Objectif 1:
Relevez, dans la liste ci-dessous, chaque ligne qui contient le mot "wing". La casse compte.

Quand, le 5 février 2003, devant le Conseil de sécurité de l’ONU, le secrétaire d’Etat américain Colin Powell prétend fournir des preuves de la conservation et de la possession d’armes chimiques par l’Irak, il a tort, ce n’est pas la vérité. Mais tout indique qu’il croyait dire vrai, contre toute vraisemblance. L‘administration Bush voulait à tout prix la guerre. Elle en a perdu tout esprit critique, les courtisans ont déclaré voir ce que le chef voulait et tout le monde à la Maison blanche s’est auto-intoxiqué.
Il peut aussi y avoir de bons mensonges ou des cas bien difficiles à trancher.
L’espionnage n’est pas un domaine de prix de vertu et le mensonge organisé est certainement un de ses moyens favoris mais qui contestera par exemple l’opération Mincemeat grâce à laquelle les services secrets britanniques (un cadavre qui transportait des documents de pure invention) ont réussi à faire croire aux Allemands en 1943 que le débarquement des Alliés en Méditerranée aurait lieu en Grèce et en Sardaigne alors qu’il devait se faire et s’est fait en Sicile?6
Le 13 décembre 2006 le docu-fiction (ou docu-menteur) de la RTBF, Bye bye Belgium, crée un électro-choc dans le public. Tout y est faux. Tant au sein de la RTBF que dans le pays, la discussion sur la légitimité d’une pareille fake news a fait rage. Des journalistes ont en conscience pensé que le public francophone s’aveuglait sur l’état des esprits en Flandre et que seul un procédé de ce type leur ferait voir la réalité en face. La fureur des Flamands de se voir dévoilés (tout en déclarant hypocritement qu’ils ne feraient jamais ce que l’émission leur faisait faire) n’a-t-elle pas donné raison à la RTBF?

Extrait de données:

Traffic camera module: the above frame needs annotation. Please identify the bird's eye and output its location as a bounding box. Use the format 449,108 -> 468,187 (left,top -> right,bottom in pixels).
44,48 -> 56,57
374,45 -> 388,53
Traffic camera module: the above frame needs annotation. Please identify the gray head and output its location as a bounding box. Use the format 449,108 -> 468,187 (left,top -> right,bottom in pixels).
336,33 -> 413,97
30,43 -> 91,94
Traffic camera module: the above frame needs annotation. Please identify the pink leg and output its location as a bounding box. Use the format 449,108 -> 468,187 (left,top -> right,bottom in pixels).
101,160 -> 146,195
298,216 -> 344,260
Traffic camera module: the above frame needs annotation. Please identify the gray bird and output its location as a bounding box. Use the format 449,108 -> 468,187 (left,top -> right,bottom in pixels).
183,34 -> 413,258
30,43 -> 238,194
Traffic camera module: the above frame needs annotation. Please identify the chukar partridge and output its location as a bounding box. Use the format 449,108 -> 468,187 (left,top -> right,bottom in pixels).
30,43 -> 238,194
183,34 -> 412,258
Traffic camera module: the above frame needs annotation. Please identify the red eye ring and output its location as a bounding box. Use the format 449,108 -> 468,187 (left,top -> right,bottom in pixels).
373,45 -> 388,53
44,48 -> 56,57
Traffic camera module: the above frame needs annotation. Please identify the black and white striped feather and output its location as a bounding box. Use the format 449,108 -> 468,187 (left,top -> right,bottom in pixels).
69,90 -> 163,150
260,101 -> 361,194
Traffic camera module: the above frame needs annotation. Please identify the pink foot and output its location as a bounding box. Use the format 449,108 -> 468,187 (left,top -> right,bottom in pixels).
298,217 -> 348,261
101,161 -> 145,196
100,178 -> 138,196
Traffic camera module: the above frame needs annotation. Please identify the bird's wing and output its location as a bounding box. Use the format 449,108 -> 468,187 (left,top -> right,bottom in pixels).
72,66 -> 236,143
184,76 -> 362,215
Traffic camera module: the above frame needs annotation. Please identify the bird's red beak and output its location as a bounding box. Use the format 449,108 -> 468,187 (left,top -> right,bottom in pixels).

Objectif 2:
D'après le texte à lire ci-dessus, où le débarquement des Alliés en Méditerranée s'est-il réellement fait ?

Solution 1:
Traffic camera module: the above frame needs annotation. Please identify the bird's wing and output its location as a bounding box. Use the format 449,108 -> 468,187 (left,top -> right,bottom in pixels).

Solution 2:
En Sicile.